In designing a shower enclosure space, it often occurs that the space available is somewhat larger in one or more dimension that the dimensions of the prefabricated shower base modules available on the market. When this happens, the sizes of the available shower base modules are “between sizes” relative to the available space for the enclosure. Obviously, it is always desirable to make the shower enclosure volume as large as possible, especially where the available “extra” space would otherwise be unused volume hidden between adjacent walls.
Therefore, a need exists for, among other things, methods for manufacturing and installing prefabricated shower benches in a system including prefabricated shower modules to produce a tiled shower enclosure, and the resulting benches, to overcome the shortcomings of the prior art.
Before describing in detail exemplary embodiments that are in accordance with the present invention, it should be observed that the embodiments reside primarily in combinations of apparatus components and processing steps related to implementing a method for improving manufacturability of a pre-molded leak-proof shower module having surfaces for receiving shower tile or stone thereon and the associated shower module. Accordingly, the apparatus and method components have been represented where appropriate by conventional symbols in the drawings, showing only those specific details that are pertinent to understanding the embodiments of the present invention so as not to obscure the disclosure with details that will be readily apparent to those of ordinary skill in the art having the benefit of the description herein.
--
# What you need to do
Using the passage on shower enclosures, answer each question briefly.
1. What does the text call always desirable for the volume of a shower enclosure?
2. What kind of shower benches does a need exist for methods to manufacture and install?
3. How are the apparatus and method components represented in the drawings?

# Records
--
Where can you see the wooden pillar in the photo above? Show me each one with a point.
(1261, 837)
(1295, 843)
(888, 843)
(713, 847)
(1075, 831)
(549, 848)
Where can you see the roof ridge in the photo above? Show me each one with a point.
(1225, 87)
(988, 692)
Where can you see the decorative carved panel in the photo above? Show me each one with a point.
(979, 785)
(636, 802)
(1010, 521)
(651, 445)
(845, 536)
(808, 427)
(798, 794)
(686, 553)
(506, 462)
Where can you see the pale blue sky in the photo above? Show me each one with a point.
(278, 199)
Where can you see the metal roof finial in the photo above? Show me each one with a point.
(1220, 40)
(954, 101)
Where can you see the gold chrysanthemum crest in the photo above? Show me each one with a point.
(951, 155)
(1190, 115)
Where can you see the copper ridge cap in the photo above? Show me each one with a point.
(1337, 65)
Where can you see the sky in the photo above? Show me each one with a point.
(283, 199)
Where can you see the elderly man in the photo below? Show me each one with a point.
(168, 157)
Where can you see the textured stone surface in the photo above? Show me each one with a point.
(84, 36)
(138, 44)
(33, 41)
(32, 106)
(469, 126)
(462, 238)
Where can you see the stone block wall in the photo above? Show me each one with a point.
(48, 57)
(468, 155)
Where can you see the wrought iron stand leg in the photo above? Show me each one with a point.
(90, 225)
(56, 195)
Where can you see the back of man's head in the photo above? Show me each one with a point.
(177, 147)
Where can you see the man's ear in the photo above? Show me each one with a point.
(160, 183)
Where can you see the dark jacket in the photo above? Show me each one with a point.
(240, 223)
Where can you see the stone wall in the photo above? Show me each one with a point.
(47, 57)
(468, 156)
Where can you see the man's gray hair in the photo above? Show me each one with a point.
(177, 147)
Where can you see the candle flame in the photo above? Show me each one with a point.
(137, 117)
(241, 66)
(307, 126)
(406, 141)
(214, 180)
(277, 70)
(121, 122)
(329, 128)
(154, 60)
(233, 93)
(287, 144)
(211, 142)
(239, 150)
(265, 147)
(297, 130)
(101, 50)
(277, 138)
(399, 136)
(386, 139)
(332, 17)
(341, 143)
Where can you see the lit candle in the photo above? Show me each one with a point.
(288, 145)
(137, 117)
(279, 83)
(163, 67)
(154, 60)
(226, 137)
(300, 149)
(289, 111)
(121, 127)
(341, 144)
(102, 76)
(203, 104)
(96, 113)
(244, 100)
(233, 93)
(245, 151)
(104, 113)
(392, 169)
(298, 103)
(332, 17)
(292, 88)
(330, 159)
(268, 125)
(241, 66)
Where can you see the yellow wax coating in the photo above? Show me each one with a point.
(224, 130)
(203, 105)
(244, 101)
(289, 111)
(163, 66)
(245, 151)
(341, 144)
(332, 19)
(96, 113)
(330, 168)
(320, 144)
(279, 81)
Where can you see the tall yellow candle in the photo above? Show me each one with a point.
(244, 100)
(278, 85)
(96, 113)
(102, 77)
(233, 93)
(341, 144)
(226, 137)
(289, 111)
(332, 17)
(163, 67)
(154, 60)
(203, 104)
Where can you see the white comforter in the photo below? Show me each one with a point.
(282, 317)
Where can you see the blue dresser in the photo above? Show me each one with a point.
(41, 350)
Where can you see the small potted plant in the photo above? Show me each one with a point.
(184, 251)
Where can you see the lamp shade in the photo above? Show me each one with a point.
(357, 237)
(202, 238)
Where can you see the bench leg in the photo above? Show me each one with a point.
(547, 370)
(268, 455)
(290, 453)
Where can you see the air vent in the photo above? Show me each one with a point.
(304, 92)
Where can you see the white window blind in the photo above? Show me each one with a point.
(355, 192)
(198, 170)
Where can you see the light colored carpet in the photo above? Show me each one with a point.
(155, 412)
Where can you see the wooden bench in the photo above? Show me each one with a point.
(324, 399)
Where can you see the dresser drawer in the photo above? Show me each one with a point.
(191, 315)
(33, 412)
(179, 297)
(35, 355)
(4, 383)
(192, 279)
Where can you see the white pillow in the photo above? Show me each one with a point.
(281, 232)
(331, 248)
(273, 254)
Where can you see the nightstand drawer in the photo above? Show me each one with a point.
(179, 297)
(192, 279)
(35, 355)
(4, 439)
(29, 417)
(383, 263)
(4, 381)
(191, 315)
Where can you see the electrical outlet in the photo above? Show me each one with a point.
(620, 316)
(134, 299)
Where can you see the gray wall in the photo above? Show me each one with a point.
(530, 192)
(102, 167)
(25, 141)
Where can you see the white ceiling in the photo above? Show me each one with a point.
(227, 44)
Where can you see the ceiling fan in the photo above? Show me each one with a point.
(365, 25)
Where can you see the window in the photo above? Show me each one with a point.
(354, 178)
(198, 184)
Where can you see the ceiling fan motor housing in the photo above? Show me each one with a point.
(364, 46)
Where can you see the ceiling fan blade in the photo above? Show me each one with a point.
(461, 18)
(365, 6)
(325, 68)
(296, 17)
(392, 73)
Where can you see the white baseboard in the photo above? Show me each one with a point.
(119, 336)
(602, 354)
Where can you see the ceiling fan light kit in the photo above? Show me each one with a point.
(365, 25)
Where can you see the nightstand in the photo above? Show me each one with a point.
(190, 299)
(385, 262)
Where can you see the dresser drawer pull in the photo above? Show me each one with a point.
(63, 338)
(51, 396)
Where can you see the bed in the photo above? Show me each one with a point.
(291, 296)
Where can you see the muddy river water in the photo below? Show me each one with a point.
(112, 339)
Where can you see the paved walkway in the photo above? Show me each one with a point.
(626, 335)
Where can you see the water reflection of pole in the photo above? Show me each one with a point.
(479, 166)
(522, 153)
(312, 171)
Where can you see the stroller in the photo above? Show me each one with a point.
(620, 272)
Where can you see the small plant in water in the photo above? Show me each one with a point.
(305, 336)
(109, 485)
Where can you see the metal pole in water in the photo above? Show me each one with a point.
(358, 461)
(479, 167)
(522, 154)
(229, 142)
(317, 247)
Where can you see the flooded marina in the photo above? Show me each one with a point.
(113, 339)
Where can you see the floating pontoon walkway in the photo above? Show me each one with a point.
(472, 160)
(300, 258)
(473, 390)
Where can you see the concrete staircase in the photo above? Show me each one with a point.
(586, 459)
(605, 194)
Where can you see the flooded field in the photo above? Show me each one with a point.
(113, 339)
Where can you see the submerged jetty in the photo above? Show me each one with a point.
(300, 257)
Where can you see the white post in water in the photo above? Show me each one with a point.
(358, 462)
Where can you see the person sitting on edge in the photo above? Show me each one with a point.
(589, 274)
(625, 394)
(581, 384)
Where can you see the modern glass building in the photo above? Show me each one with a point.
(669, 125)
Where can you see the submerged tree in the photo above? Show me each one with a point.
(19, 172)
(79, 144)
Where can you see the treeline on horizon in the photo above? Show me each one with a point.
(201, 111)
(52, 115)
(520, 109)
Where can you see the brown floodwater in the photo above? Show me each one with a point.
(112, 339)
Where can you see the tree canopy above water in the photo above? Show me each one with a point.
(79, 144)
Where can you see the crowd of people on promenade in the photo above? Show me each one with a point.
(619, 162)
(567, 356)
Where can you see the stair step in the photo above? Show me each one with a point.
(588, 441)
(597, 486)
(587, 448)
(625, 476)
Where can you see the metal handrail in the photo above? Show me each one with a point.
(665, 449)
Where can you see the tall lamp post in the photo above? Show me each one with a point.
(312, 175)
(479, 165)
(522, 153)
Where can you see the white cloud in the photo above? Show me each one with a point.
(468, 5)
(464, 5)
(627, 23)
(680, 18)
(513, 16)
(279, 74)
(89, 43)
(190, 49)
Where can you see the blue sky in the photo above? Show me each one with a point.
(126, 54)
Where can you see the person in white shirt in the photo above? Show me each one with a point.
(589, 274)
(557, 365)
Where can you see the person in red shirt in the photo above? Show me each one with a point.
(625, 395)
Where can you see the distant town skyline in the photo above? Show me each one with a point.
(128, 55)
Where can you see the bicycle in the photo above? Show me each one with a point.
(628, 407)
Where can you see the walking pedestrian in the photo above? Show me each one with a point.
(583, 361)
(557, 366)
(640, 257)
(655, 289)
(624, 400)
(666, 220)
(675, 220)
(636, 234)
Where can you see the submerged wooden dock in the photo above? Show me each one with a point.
--
# Task result
1. Making the shower enclosure volume as large as possible.
2. Prefabricated shower benches, in a system including prefabricated shower modules, to produce a tiled shower enclosure.
3. By conventional symbols.